Problem statement:
Copy out everything in the snow leopard text below, from "Russia has launched" down to "Academy of Sciences.", word for word.

Text:
++++

The snow leopard is a rare and quickly vanishing animal, which ranks as Category 1 – i.e. critically endangered – on Russia's list of threatened species. The number of snow leopards in Russia is now extremely low, hitting an estimated 150-200 animals in 2002. Today, this number may be down by two-thirds according to researchers, who claim that the decline is mostly a result of poaching. Other factors may include the destruction of the snow leopards’ habitat and other natural corridors by which they formerly maintained vital interspecies contacts. This, combined with dwindling numbers of wild sheep and goats, an ineffective environmental protection system, and, of course, the low environmental awareness of local people, has conspired to place the species in critical danger.
Russia has launched a massive programme to study and monitor the snow leopard population in southern Siberia with the support of the Russian Geographical Society and the chairman of the Society’s board of trustees, Vladimir Putin. Mr Putin has personally overseen the implementation of this and other programmes “to study animals on Russia’s endangered species list and other particularly important species of Russian fauna,” such as the Amur tiger, beluga (white whale), and polar bear. The programmes are being conducted by the Severtsov Institute of Ecology and Evolution at the Russian Academy of Sciences.

++++

Provided information:
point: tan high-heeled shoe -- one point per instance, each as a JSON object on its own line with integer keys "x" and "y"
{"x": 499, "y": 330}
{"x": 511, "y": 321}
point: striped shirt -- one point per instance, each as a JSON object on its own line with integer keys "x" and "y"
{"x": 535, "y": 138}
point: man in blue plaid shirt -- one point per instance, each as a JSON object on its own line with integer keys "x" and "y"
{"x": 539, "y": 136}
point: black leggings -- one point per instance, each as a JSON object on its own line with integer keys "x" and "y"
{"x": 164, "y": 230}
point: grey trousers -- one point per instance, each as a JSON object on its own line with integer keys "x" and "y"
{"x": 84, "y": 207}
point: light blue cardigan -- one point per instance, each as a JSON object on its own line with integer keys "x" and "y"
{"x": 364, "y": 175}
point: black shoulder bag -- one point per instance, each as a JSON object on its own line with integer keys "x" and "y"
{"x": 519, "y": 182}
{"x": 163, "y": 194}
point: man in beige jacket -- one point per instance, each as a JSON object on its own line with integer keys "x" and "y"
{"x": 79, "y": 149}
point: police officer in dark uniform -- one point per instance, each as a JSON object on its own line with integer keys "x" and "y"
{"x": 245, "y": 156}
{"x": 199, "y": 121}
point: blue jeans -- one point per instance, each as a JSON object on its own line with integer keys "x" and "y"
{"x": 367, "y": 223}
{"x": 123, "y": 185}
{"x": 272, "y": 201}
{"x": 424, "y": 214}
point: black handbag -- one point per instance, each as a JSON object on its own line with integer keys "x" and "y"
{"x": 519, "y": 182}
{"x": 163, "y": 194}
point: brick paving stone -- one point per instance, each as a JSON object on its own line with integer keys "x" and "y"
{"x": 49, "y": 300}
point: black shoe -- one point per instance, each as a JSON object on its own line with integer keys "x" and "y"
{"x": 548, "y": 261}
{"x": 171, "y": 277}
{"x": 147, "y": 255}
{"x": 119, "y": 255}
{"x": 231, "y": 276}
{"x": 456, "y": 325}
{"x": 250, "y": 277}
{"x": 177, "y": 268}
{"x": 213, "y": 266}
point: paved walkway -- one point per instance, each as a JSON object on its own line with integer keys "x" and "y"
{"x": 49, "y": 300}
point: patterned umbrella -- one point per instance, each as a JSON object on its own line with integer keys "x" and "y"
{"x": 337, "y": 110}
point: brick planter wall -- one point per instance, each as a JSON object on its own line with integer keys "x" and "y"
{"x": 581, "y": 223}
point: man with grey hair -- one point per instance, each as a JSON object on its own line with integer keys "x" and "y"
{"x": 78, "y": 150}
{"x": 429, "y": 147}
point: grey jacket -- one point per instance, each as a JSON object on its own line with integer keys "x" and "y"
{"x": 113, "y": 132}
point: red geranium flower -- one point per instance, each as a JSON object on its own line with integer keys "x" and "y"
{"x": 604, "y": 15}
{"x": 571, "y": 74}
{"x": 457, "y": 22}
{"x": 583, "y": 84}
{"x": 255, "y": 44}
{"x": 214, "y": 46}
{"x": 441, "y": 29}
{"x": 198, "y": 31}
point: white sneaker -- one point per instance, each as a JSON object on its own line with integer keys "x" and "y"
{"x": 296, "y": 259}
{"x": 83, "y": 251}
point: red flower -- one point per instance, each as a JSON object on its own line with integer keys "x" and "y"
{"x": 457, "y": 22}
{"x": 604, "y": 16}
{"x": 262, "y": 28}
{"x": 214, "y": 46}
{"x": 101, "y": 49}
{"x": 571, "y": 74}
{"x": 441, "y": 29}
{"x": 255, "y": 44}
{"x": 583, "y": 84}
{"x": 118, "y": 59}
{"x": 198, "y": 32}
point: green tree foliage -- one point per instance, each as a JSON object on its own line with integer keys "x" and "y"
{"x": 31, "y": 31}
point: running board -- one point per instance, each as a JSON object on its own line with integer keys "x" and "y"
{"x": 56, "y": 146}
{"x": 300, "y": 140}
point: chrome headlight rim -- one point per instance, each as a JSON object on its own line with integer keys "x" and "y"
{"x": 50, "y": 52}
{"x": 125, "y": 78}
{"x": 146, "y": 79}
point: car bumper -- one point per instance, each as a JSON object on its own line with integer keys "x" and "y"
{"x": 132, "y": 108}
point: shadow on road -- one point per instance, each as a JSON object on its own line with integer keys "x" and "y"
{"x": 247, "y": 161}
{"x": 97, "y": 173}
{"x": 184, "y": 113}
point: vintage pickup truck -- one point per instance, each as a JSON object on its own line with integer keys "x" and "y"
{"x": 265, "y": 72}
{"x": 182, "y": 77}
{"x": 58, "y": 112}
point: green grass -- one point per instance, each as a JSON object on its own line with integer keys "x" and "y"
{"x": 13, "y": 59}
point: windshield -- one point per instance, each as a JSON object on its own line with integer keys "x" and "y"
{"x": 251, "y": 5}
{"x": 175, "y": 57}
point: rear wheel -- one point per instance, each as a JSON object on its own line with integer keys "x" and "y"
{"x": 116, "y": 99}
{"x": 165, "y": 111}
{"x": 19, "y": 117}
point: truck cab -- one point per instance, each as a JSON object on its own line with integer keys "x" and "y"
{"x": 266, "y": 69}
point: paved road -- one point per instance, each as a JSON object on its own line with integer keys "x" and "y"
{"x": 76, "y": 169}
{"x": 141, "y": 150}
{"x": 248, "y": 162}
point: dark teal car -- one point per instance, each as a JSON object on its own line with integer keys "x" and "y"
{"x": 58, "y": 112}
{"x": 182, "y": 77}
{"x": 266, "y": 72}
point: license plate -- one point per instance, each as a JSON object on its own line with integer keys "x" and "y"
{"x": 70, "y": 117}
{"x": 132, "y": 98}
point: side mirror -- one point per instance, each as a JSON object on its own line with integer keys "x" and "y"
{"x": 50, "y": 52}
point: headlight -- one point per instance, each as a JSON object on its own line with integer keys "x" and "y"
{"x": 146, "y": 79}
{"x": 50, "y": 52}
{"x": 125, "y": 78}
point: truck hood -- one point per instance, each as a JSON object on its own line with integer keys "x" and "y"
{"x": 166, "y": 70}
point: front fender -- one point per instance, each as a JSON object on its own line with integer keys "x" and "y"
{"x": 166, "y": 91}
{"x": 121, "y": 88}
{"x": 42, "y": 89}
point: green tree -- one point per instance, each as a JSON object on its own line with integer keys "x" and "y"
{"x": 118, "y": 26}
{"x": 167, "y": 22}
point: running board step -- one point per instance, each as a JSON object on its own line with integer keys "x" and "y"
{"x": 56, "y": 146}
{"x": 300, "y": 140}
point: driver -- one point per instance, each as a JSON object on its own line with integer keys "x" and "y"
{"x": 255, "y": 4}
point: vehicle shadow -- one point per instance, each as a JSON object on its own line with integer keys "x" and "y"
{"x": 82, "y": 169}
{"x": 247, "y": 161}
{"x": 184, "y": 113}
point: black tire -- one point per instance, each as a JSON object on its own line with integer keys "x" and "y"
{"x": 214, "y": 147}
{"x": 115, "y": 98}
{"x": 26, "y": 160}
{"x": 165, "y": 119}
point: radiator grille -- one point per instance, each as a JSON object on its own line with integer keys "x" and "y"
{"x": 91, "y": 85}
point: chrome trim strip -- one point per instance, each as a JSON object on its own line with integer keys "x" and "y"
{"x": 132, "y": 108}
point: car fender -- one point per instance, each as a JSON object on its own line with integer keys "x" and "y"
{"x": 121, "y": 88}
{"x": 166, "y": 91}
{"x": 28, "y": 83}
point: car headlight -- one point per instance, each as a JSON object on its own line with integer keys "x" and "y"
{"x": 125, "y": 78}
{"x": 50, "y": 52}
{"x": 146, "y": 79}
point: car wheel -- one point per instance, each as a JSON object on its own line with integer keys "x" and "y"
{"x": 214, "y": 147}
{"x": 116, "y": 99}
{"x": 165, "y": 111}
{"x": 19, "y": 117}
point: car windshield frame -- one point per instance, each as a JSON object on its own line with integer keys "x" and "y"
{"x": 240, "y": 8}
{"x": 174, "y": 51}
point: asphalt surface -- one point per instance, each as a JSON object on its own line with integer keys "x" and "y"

++++

Result of this exercise:
Russia has launched a massive programme to study and monitor the snow leopard population in southern Siberia with the support of the Russian Geographical Society and the chairman of the Society’s board of trustees, Vladimir Putin. Mr Putin has personally overseen the implementation of this and other programmes “to study animals on Russia’s endangered species list and other particularly important species of Russian fauna,” such as the Amur tiger, beluga (white whale), and polar bear. The programmes are being conducted by the Severtsov Institute of Ecology and Evolution at the Russian Academy of Sciences.